Stored records

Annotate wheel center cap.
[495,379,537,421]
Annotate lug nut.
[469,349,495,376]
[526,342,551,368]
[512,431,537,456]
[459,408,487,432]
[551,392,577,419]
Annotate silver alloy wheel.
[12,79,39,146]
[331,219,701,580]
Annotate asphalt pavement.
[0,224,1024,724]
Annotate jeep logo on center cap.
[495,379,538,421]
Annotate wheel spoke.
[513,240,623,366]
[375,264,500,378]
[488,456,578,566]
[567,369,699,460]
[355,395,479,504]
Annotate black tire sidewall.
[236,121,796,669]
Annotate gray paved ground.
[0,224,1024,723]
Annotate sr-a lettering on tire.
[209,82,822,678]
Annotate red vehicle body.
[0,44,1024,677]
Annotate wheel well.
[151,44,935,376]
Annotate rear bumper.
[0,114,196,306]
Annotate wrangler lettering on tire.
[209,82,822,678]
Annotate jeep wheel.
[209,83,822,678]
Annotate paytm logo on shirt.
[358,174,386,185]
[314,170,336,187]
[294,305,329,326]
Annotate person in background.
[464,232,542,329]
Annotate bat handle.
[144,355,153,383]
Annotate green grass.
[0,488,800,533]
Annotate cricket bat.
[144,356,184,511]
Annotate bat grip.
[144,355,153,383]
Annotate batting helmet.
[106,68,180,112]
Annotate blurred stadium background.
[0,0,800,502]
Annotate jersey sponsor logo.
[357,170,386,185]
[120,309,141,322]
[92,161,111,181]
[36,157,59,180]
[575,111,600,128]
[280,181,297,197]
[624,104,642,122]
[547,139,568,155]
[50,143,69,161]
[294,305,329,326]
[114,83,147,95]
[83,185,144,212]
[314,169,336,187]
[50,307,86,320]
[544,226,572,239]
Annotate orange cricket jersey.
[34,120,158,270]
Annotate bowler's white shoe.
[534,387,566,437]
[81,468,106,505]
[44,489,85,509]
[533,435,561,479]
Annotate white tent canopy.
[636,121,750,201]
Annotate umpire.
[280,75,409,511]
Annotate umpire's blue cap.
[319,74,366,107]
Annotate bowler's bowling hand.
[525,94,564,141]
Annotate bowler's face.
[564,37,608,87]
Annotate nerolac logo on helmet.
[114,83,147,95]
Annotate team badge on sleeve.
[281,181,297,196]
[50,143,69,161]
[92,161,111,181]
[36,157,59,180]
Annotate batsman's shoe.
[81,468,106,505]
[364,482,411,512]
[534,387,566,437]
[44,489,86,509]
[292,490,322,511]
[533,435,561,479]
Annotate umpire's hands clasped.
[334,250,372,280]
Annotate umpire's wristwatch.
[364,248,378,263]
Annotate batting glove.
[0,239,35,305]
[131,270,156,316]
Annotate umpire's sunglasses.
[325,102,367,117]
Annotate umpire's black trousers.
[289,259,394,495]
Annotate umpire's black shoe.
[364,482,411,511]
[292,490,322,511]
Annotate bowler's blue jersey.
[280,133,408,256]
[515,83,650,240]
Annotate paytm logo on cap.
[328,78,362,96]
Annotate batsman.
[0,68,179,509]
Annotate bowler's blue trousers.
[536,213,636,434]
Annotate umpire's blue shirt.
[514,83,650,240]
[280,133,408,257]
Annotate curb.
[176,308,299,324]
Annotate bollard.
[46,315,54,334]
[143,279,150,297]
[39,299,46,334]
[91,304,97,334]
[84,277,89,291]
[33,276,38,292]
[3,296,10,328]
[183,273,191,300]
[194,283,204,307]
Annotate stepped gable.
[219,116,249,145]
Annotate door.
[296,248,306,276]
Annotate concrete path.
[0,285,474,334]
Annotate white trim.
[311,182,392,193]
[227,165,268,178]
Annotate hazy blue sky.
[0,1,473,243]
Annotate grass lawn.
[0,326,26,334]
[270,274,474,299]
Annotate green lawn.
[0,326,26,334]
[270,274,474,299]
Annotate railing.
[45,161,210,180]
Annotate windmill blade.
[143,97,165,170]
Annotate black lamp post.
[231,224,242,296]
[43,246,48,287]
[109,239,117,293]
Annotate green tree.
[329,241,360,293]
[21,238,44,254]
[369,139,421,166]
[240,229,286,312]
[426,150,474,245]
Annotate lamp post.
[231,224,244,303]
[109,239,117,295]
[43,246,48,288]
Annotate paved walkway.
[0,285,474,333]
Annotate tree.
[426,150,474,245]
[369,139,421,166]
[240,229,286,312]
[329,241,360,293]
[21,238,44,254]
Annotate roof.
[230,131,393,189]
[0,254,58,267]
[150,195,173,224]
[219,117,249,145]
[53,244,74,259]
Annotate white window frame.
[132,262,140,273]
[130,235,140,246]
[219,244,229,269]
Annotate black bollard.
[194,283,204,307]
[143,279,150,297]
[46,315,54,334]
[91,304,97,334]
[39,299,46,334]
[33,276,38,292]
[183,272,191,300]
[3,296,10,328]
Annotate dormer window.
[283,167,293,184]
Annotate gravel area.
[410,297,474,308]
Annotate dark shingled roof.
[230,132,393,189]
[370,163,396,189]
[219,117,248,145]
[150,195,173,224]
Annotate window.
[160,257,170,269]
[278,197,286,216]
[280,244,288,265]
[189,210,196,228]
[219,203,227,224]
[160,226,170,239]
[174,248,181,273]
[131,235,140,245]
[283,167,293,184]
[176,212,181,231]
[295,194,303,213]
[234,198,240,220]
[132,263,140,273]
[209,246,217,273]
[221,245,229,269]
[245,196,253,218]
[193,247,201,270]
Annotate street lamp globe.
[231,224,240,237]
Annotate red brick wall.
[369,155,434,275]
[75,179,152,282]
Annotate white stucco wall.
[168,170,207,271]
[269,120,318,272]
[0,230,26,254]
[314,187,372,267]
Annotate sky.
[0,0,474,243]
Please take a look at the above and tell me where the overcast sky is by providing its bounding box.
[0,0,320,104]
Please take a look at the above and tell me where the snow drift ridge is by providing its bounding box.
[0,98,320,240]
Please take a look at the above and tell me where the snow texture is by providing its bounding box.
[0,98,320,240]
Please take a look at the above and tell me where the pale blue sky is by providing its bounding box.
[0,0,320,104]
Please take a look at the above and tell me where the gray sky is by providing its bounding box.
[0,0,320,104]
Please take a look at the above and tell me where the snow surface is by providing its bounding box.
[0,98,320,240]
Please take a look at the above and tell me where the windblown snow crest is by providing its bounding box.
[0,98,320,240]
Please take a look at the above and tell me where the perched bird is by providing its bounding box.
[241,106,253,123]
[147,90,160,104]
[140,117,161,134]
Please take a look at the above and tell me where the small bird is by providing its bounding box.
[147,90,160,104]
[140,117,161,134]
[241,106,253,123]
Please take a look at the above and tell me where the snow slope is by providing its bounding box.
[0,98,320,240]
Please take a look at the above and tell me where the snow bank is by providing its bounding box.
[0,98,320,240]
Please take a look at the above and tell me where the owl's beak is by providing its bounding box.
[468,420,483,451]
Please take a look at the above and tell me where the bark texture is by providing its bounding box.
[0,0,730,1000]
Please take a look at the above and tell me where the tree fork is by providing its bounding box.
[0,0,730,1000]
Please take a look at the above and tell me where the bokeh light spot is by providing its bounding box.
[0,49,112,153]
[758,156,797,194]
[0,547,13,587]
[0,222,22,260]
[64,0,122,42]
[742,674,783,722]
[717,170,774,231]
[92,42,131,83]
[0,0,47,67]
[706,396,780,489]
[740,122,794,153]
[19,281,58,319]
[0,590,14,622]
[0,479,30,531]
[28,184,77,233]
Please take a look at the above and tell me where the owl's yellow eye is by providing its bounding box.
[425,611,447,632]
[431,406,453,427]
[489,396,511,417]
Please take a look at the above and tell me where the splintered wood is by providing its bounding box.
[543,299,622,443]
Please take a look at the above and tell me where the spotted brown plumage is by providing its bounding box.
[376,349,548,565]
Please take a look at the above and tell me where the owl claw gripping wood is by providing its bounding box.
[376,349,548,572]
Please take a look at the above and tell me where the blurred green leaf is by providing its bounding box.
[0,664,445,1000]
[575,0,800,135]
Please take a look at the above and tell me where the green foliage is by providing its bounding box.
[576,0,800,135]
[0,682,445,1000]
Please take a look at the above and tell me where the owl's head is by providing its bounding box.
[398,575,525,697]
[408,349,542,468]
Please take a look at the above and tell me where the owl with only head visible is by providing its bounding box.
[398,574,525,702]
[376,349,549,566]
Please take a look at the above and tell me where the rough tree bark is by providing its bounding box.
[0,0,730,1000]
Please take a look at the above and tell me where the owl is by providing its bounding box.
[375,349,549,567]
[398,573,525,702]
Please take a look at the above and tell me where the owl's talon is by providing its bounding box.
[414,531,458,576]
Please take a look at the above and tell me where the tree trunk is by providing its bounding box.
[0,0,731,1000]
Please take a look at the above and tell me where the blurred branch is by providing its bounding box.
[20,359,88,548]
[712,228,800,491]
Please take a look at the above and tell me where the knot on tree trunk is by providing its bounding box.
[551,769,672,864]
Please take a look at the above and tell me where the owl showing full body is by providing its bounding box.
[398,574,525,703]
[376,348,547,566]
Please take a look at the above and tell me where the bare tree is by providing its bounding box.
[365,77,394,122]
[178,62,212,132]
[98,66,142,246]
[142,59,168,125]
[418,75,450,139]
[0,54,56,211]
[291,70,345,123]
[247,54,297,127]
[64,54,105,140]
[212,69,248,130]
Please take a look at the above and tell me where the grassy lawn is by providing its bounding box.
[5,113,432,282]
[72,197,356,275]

#### Required task
How many lines in the data above contain the word "batsman"? Give only the number.

#### Complete response
2